[Records drawn from a dataset]
══════

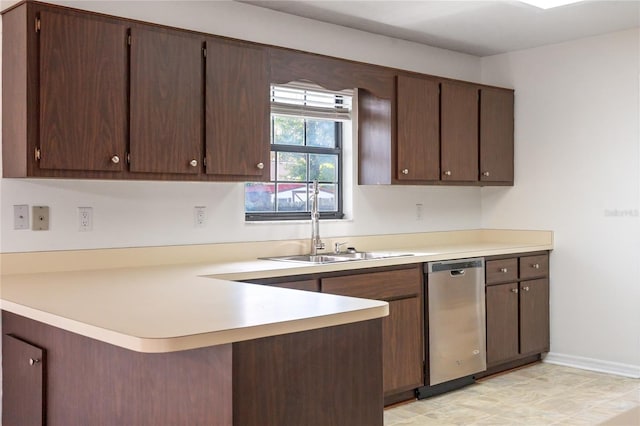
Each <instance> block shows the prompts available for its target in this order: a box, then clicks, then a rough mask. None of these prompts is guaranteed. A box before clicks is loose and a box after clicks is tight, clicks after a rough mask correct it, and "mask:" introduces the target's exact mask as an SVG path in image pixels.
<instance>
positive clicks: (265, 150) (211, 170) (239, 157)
mask: <svg viewBox="0 0 640 426" xmlns="http://www.w3.org/2000/svg"><path fill="white" fill-rule="evenodd" d="M206 79H207V81H206V95H205V96H206V158H207V163H206V172H207V174H211V175H221V176H228V177H230V178H231V179H233V176H236V177H237V178H242V177H245V178H250V179H252V180H269V177H270V176H269V156H270V138H269V117H270V113H269V111H270V104H269V78H268V68H267V53H266V51H265V50H264V49H263V48H262V47H259V46H253V45H250V44H244V43H234V42H227V41H221V40H217V39H208V40H207V59H206Z"/></svg>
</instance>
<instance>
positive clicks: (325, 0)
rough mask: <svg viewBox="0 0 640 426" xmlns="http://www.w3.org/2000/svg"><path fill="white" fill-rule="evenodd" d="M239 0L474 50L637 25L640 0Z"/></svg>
mask: <svg viewBox="0 0 640 426" xmlns="http://www.w3.org/2000/svg"><path fill="white" fill-rule="evenodd" d="M239 1H241V2H242V3H249V4H252V5H255V6H259V7H264V8H267V9H273V10H277V11H281V12H285V13H289V14H292V15H297V16H302V17H306V18H311V19H315V20H318V21H324V22H329V23H333V24H337V25H341V26H344V27H349V28H354V29H358V30H363V31H368V32H370V33H375V34H382V35H386V36H389V37H395V38H399V39H403V40H409V41H414V42H417V43H422V44H427V45H429V46H435V47H441V48H444V49H449V50H454V51H457V52H463V53H468V54H471V55H475V56H489V55H495V54H499V53H504V52H510V51H514V50H521V49H527V48H531V47H537V46H543V45H546V44H553V43H560V42H563V41H569V40H575V39H578V38H583V37H588V36H593V35H598V34H605V33H609V32H614V31H621V30H625V29H630V28H635V27H638V26H640V24H639V22H640V0H627V1H613V0H611V1H586V2H581V3H574V4H569V5H565V6H561V7H557V8H553V9H547V10H543V9H539V8H537V7H534V6H531V5H528V4H525V3H521V2H518V1H482V0H476V1H452V0H450V1H420V0H418V1H416V0H414V1H405V0H382V1H380V0H378V1H367V0H342V1H331V0H320V1H318V0H312V1H306V0H296V1H275V0H274V1H272V0H259V1H244V0H239Z"/></svg>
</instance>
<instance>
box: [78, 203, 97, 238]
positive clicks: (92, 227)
mask: <svg viewBox="0 0 640 426" xmlns="http://www.w3.org/2000/svg"><path fill="white" fill-rule="evenodd" d="M78 231H80V232H89V231H93V207H78Z"/></svg>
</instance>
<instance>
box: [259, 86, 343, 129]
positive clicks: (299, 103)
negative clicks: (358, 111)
mask: <svg viewBox="0 0 640 426" xmlns="http://www.w3.org/2000/svg"><path fill="white" fill-rule="evenodd" d="M351 98H352V91H346V90H345V91H341V92H334V91H330V90H325V89H322V88H318V87H316V86H313V87H310V86H307V85H305V84H302V83H290V84H287V85H282V86H280V85H272V86H271V113H272V114H276V115H284V116H294V117H304V118H316V119H326V120H334V121H349V120H351Z"/></svg>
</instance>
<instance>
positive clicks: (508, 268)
mask: <svg viewBox="0 0 640 426" xmlns="http://www.w3.org/2000/svg"><path fill="white" fill-rule="evenodd" d="M485 270H486V273H487V280H486V283H487V284H497V283H505V282H511V281H516V280H517V279H518V259H517V258H512V259H499V260H488V261H487V262H486V264H485Z"/></svg>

══════

_TASK GOAL_
All lines above are to be restated word for word, with pictures excluded.

_RESULT OF THIS EXERCISE_
Each <instance> block shows the prompts available for its target in this order: a box, then clicks, then a rough mask. None of these prompts is guaranteed. A box before clicks is loose and a box after clicks is tight, clicks after a rough mask correct it, and "mask:" introduces the target's exact mask as an SVG path in image pixels.
<instance>
positive clicks: (265, 150) (211, 170) (239, 157)
mask: <svg viewBox="0 0 640 426" xmlns="http://www.w3.org/2000/svg"><path fill="white" fill-rule="evenodd" d="M206 79H207V81H206V95H205V96H206V158H207V163H206V172H207V174H211V175H221V176H228V177H230V178H231V179H233V176H236V177H237V178H242V177H245V178H250V179H252V180H269V177H270V176H269V156H270V138H269V117H270V113H269V111H270V104H269V78H268V68H267V53H266V51H265V50H264V49H263V48H262V47H259V46H253V45H250V44H244V43H234V42H227V41H221V40H217V39H208V40H207V59H206Z"/></svg>
</instance>
<instance>
positive clicks: (325, 0)
rough mask: <svg viewBox="0 0 640 426" xmlns="http://www.w3.org/2000/svg"><path fill="white" fill-rule="evenodd" d="M239 0L474 50L637 25L640 0Z"/></svg>
mask: <svg viewBox="0 0 640 426" xmlns="http://www.w3.org/2000/svg"><path fill="white" fill-rule="evenodd" d="M239 1H241V2H242V3H249V4H252V5H255V6H259V7H264V8H267V9H273V10H277V11H281V12H285V13H289V14H292V15H297V16H302V17H306V18H311V19H315V20H318V21H324V22H329V23H333V24H337V25H341V26H344V27H349V28H354V29H358V30H363V31H368V32H370V33H375V34H382V35H386V36H389V37H395V38H399V39H403V40H409V41H414V42H417V43H422V44H427V45H429V46H435V47H441V48H444V49H449V50H454V51H457V52H463V53H468V54H471V55H475V56H489V55H495V54H499V53H504V52H510V51H514V50H521V49H527V48H531V47H537V46H543V45H546V44H553V43H560V42H563V41H569V40H575V39H578V38H583V37H588V36H593V35H598V34H605V33H609V32H614V31H621V30H625V29H630V28H635V27H638V26H640V24H639V22H640V0H627V1H613V0H611V1H586V2H581V3H574V4H569V5H565V6H561V7H557V8H553V9H547V10H543V9H539V8H537V7H534V6H531V5H528V4H525V3H521V2H518V1H482V0H476V1H452V0H450V1H420V0H418V1H416V0H414V1H405V0H382V1H380V0H378V1H367V0H342V1H331V0H320V1H318V0H312V1H306V0H296V1H275V0H274V1H272V0H259V1H244V0H239Z"/></svg>
</instance>
<instance>
box: [78, 203, 97, 238]
positive clicks: (92, 227)
mask: <svg viewBox="0 0 640 426" xmlns="http://www.w3.org/2000/svg"><path fill="white" fill-rule="evenodd" d="M78 231H80V232H89V231H93V207H78Z"/></svg>
</instance>
<instance>
box: [259, 86, 343, 129]
positive clicks: (299, 103)
negative clicks: (358, 111)
mask: <svg viewBox="0 0 640 426" xmlns="http://www.w3.org/2000/svg"><path fill="white" fill-rule="evenodd" d="M351 98H352V91H346V90H345V91H341V92H334V91H330V90H325V89H322V88H318V87H316V86H313V87H310V86H307V85H305V84H302V83H290V84H287V85H282V86H280V85H272V86H271V113H272V114H276V115H284V116H294V117H304V118H316V119H326V120H334V121H349V120H351Z"/></svg>
</instance>
<instance>
positive clicks: (508, 268)
mask: <svg viewBox="0 0 640 426" xmlns="http://www.w3.org/2000/svg"><path fill="white" fill-rule="evenodd" d="M485 270H486V273H487V280H486V283H487V284H497V283H505V282H511V281H516V280H517V279H518V259H517V258H512V259H499V260H488V261H487V262H486V264H485Z"/></svg>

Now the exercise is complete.